> **Requirement**: According to the passage on breast lift dissatisfaction, why might women with low inframammary creases never achieve results they feel are acceptable?

Possible Causes of Dissatisfaction
The main problem with breast lift surgery is that it involves a cosmetic trade-off. The recipient is exchanging one cosmetic problem (breast droop) for another (scars). Breast lift is designed to keep all scars at or below the nipple level. They will not be visible in clothing or most swim wear. Immediately following surgery, the scars may be red, firm, and raised. The scars will mature, fade, and soften over the course of months or years. As with any scar, breast lift scars may fade and become nearly invisible, or they may become wide and raised. But, as with any scar, final scar appearance cannot be predicted prior to any surgery.
The problem is that all scars are permanent. Not all women consider the scars to be acceptable, even when well healed and barely visible. Many women with mild droop who initially seek breast lift surgery reconsider after learning about the scars. Women who are more willing to accept the exchange of droop for scars tend to be those who have moderate or advanced droop.
Whereas a breast lift alone will definitely raise the nipple and tighten the skin, it may not restore shape to the upper half of the breast, which might still appear hollow following a lift alone. If this is your concern and if you want your breasts larger, then you should consider augmentation along with your lift, as implants have the potential of giving fullness to the upper half of the breast. Click here to view Aug Lift Before and After Images to see how an implant adds volume to the upper half of the breast.
Whereas a breast lift will raise the nipple, it does not raise the inframammary crease, which is the crease below the breast. Women who have low creases will continue to have this issue after a breast lift. Because the position of the crease dictates how high the nipple can be re-positioned, these women might never achieve results they feel are acceptable. Women who have had substantial weight gain and loss are more likely to fall into this category.

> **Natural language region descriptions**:
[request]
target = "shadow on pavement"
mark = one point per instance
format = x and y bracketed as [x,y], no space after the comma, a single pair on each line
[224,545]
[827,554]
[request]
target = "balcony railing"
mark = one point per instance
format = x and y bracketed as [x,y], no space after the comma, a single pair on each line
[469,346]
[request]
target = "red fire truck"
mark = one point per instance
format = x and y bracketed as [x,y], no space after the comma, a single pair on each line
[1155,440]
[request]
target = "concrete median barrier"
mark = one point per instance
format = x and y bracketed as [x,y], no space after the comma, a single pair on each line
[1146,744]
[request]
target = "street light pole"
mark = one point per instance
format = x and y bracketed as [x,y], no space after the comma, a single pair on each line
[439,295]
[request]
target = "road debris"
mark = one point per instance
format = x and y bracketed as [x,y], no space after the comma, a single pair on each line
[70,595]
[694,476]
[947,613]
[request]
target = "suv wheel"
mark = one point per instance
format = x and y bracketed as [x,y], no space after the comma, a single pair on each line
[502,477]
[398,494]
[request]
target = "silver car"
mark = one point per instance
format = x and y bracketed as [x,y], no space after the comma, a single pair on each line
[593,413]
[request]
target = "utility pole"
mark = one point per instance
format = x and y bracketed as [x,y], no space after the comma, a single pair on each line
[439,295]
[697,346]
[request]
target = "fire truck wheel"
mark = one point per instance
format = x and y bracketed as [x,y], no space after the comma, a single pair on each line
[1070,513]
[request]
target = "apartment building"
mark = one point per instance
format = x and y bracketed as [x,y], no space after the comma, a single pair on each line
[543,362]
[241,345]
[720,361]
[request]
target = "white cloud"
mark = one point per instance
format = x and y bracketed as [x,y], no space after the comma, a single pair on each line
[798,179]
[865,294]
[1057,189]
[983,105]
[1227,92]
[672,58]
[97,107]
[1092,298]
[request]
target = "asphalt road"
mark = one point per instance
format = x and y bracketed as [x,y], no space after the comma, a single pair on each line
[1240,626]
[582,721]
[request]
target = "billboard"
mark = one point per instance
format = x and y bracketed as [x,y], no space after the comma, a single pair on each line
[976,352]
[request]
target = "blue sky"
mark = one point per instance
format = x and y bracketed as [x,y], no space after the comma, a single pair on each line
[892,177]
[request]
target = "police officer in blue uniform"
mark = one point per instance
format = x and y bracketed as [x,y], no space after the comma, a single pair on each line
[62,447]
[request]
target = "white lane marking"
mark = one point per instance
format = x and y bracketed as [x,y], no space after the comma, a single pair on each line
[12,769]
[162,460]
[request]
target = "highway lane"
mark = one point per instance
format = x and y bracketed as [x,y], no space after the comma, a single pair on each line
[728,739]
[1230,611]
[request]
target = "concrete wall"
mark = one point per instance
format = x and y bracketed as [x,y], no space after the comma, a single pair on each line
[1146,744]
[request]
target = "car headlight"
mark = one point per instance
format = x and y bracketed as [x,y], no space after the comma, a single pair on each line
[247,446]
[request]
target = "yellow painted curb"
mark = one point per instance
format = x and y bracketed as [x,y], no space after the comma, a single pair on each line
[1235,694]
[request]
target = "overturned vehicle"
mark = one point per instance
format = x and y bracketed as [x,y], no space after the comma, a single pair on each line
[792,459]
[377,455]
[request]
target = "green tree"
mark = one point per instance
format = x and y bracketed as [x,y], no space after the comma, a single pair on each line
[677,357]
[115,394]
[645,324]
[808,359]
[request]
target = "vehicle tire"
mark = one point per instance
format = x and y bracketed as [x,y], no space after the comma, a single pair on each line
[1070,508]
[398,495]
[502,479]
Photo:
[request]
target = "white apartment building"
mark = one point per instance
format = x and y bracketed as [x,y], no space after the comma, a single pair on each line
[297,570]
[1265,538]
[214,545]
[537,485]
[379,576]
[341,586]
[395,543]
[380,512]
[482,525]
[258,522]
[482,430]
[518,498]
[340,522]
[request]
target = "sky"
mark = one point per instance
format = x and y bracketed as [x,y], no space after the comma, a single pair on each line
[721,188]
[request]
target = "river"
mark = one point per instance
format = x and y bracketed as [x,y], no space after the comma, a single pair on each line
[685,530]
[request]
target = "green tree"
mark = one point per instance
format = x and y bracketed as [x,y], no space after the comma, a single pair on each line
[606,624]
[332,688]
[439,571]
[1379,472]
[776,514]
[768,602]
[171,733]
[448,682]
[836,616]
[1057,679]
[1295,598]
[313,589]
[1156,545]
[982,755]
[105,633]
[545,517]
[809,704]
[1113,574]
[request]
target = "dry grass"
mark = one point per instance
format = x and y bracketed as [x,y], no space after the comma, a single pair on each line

> **Solution for this task**: A breast lift raises the nipple but does not raise the inframammary crease, so a low crease remains after surgery. Because the position of the crease dictates how high the nipple can be re-positioned, these women might never achieve results they find acceptable.